*** Opening Material for this exercise ***

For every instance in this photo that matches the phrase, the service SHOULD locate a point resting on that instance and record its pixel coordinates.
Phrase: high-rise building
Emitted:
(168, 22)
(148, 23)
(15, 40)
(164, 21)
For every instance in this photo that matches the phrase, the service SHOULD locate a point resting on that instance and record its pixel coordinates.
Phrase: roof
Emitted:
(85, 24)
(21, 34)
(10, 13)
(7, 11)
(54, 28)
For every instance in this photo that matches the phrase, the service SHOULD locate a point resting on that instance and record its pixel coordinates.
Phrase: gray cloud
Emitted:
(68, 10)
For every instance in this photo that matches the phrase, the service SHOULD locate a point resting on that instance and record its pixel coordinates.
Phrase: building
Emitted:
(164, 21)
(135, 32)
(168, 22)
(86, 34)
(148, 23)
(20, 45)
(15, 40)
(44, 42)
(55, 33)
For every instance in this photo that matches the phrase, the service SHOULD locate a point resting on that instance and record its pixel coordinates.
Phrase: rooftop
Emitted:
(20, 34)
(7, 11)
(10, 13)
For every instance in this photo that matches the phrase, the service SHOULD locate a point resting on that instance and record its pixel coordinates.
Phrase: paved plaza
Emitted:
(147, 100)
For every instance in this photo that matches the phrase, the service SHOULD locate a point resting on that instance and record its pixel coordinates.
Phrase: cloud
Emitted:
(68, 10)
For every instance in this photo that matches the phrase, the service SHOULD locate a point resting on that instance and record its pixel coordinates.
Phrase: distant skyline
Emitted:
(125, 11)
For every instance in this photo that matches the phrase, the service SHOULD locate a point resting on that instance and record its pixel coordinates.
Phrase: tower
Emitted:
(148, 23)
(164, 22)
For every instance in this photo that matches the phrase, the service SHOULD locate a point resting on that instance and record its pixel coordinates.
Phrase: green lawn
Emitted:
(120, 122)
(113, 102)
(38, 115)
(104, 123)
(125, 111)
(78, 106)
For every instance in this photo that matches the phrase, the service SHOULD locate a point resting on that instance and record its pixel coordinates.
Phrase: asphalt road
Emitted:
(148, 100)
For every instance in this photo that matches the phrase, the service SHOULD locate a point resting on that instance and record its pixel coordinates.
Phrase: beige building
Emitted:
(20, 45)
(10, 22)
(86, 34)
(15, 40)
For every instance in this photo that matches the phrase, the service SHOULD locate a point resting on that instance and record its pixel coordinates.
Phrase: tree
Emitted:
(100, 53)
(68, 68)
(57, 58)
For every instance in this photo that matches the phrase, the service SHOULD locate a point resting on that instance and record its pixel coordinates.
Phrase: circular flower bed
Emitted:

*** Closing Material for this exercise ***

→ Instructions to follow:
Retype each of the records, word for word, with nothing added or dropped.

→ Response to the exercise:
For every instance in this photo that matches the phrase, the service SHOULD locate a point resting on that instance and record its pixel coordinates.
Phrase: high-rise building
Emitted:
(168, 22)
(148, 23)
(15, 40)
(164, 21)
For every instance in this photo that matches the phrase, the service SHOULD locate a point resting on that instance and record its pixel coordinates.
Phrase: roof
Emitted:
(85, 24)
(21, 34)
(10, 13)
(7, 11)
(54, 28)
For every instance in this photo that matches the phrase, the service SHOULD locate a point resting on that instance and record its pixel coordinates.
Phrase: gray cloud
Emitted:
(68, 10)
For every instance in this photo that matches the phrase, the service SHOULD locate a point resting on that instance and record its pixel coordinates.
Phrase: building
Emitted:
(164, 21)
(135, 32)
(168, 22)
(86, 34)
(148, 23)
(20, 45)
(15, 40)
(44, 42)
(55, 33)
For every instance in this photo that matches the phrase, the service SHOULD locate a point resting on that instance and record its pixel coordinates.
Phrase: rooftop
Emitted:
(20, 34)
(7, 11)
(10, 13)
For every instance in this photo that matches the phrase, the service SHOULD locate a point resting on that instance and record its pixel coordinates.
Phrase: paved plaza
Emitted:
(147, 100)
For every instance in this photo that matches the phrase, the service SHOULD locate a point resting on that instance and record its pixel coordinates.
Phrase: cloud
Emitted:
(68, 10)
For every instance in this photo that matches the phrase, the service SHOULD locate a point resting on that instance and record its pixel coordinates.
Phrase: distant skyline
Emitted:
(125, 11)
For every instance in this photo that matches the phrase, the service SHOULD locate a point resting on that instance and record its pixel coordinates.
Phrase: tower
Emitted:
(148, 23)
(164, 22)
For every instance in this photo that matches the phrase, the service SHOULD locate a point resting on that instance and record its pixel coordinates.
Phrase: green lawn
Emitted:
(120, 122)
(113, 102)
(38, 115)
(104, 123)
(125, 111)
(78, 106)
For every instance in this photo that matches the phrase, the service SHOULD locate a point resting on that instance and record its pixel coordinates.
Phrase: asphalt road
Emitted:
(148, 100)
For every instance in this photo that matches the phrase, the service SHOULD locate a point resting on that instance and record its pixel coordinates.
Phrase: beige building
Emitted:
(20, 45)
(10, 22)
(86, 34)
(15, 40)
For every instance in this photo that matches the phrase, the service SHOULD locate a point resting on that instance and record its pixel coordinates.
Phrase: tree
Emitted:
(100, 53)
(68, 68)
(57, 58)
For every instance in this photo that matches the phrase, the service SHOULD locate a point resting on that instance and record its pixel coordinates.
Phrase: circular flower bed
Emitted:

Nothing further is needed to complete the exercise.